## 作業内容
1. 磁気テープの製造に関する文章によると、不織布や織布を金属ロール表面に押し当てる際、線圧力はどの範囲が好ましいか。
2. 磁気テープの製造に関する文章を、最後の文の後から書き継いでください。

## 抜粋テキスト
++++

従来、磁性層の形成後のカレンダー加工においては、磁性層表面の平滑化、磁性層の充填率アップを目的として、ロール表面が平坦面となされたカレンダーロールが用いられる。その金属ロール表面はCr、Ni、W等の金属鍍金が施されている。特にCr鍍金された金属ロールが好ましく用いられる。そのような金属ロール表面に例えば不織布、または織布を押し当てながらカレンダーロールを回転させることにより、該金属ロール表面に凸状部及び凹状部を形成することができる。不織布、または織布用の繊維としては、綿、羊毛、麻、パルプ、絹、鉱物繊維、レーヨン、ナイロン、ポリエステル、ポリプロピレン、セルロース、アクリル繊維、ビニロン、アラミド繊維、ガラス繊維等を用いることができる。これらの不織布、または織布として、日本バイリーン社製不織布TS507(目付50g/m2 、厚さ0.32mm、生地コットンセルロース100%)、同じくWP8085(目付85g/m2 、厚さ0.42mm、、ポリエステル、ナイロン)、東レ社製織布CCクリーンクロス(ポリエステル、目付70g/m2 、厚さ0.16mm)等が挙げられる。これらの不織布、または織布を金属ロール表面に押し当てながら、不織布、または織布の未使用部分を連続的に供給するとよい。押し当てる際の線圧力は0.50N/cm以上4.5N/cm以下とすると好ましい。線圧力を大きくすると、凸状部及び凹状部の高低差を大きく、間隔を狭く、数を多くすることができる。押し当てる時間を長くすると、連続する凸状部及び凹状部の長さを長くすることができる。
【0063】
また、砥石で金属ロール表面を円筒研磨することによっても、金属ロール表面に凸状部及び凹状部を形成することができる。砥石材質としては、褐色アルミナ研削材、白色アルミナ研削材、淡紅色アルミナ、研削材、解砕形アルミナ研削材、人造エメリー研削材、アルミナジルコニア研削材、黒色炭化けい素研削材、緑色炭化けい素研削材等を用いることができ、研削砥石用研磨材の粒度によって、所望の形状の凸状部及び凹状部を形成することができる。
【0064】
これらの方法を用いて隣り合う凸状部同士の間隔(すなわち隣り合う凹状部同士の間隔)が100nm以上1000nm以下となるように、凸状部(凹状部)がロールの幅方向の50μm中において50〜500本となるように凸状部及び凹状部を形成する。
【0065】
本発明において、前記凹状溝(G) は、磁気テープの長手方向に略平行に伸びたものであるが、長手方向からある程度傾斜した方向(例えばテープの長手方向から45度程度まで傾斜した方向)に伸びたものであってもよいであろう。磁性層表面の摩擦係数低減効果が得られるようにすればよい。
【0066】
[バックコート層]
バックコート層(4) は、走行安定性の改善や磁性層の帯電防止等のために必要に応じて設けられ、特に構造や組成は限定されないが、例えば、カーボンブラック、カーボンブラック以外の非磁性無機粉末、及び結合剤樹脂を含むものを用いることができる。
【0067】
バックコート層は、バックコート層を基準として30〜80重量%のカーボンブラックを含有することが好ましい。

++++

## データ行
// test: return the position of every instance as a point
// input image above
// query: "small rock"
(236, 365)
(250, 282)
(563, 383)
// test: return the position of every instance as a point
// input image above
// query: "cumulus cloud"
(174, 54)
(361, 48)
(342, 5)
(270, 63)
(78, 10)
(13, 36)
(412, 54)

++++

## 結果
1. 0.50N/cm以上4.5N/cm以下です。

2.
【0068】
バックコート層には、前記カーボンブラック以外に、機械的強度をコントロールするために、各種非磁性無機粉末を用いることができ、無機粉末として例えば、α−Fe2 3 、CaCO3 、酸化チタン、硫酸バリウム、α−Al2 3 等を挙げることができる。
【0069】
バックコート層形成用の塗料は、公知の方法で、上記各成分に有機溶剤を加えて、混合、攪拌、混練、分散等を行い調製する。用いる有機溶剤は特に制限はなく、上層磁性層や下層非磁性層に使用するものと同様のものが使用可能である。
【0070】
バックコート層の厚さ(カレンダー加工後)は、1.0μm以下、好ましくは0.1〜1.0μm、より好ましくは0.2〜0.8μmである。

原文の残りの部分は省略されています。